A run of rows
begin

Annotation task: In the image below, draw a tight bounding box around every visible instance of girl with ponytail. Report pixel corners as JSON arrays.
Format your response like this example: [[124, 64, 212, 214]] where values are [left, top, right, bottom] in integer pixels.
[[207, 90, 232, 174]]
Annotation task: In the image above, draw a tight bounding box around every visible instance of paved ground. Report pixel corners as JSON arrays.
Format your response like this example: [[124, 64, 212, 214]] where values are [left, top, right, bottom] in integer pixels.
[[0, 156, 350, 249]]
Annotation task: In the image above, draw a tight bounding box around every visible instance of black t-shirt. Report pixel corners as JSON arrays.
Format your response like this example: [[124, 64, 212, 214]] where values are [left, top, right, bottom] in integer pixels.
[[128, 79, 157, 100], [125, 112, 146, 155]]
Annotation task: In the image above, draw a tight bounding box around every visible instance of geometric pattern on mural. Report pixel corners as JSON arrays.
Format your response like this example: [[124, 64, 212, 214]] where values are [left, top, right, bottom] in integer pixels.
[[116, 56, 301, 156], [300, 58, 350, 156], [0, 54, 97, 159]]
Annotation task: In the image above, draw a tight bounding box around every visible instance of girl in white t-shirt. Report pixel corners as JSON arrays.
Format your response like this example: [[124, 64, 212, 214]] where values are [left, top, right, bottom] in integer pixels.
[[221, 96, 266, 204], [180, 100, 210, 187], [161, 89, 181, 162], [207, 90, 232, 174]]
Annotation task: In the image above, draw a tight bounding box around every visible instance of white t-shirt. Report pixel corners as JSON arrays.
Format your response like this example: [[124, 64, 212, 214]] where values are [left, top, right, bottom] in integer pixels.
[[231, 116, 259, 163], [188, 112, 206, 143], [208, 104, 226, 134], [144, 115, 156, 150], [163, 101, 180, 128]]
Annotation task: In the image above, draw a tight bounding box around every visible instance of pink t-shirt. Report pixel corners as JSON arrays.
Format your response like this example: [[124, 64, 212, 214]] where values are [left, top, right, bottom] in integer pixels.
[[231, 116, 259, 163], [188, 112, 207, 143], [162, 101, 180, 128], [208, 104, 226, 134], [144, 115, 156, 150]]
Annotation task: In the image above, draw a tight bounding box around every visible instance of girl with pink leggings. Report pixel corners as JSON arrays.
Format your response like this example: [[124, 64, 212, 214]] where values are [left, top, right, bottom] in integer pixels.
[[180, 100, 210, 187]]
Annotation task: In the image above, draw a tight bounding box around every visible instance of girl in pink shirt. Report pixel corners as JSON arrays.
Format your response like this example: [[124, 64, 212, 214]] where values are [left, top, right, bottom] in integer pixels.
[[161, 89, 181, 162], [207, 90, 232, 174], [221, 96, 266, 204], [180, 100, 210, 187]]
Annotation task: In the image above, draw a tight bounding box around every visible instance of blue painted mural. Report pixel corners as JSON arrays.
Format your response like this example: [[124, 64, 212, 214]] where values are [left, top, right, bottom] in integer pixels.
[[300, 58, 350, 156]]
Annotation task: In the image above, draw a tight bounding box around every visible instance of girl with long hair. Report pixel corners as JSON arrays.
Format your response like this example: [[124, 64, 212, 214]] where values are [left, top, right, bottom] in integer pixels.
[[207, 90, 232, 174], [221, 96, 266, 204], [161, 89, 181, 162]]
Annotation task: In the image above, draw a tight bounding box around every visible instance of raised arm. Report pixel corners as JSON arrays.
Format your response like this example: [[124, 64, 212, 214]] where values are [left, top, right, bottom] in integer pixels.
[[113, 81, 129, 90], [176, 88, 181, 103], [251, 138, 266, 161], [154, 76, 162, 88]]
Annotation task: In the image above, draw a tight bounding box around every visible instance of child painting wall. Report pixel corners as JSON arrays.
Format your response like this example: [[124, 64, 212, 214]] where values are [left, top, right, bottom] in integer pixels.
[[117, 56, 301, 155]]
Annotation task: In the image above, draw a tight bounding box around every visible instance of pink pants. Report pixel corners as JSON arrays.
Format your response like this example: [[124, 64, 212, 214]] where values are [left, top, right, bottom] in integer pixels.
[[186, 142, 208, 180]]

end

What you have to do:
Give the stretch from the line containing "hair. Report pixel corners as JSON arrays." through the line containing "89, 181, 162]]" as a JSON list of strings, one string per line, with blank lines omitted.

In response:
[
  "Annotation task: In the image above, draw a tight bounding box around every visible instance of girl with long hair. Report pixel corners as JSON arrays.",
  "Format your response like this example: [[124, 64, 212, 214]] where values are [left, top, right, bottom] in integer pixels.",
  "[[207, 90, 232, 174], [221, 96, 266, 204], [161, 89, 181, 162]]"
]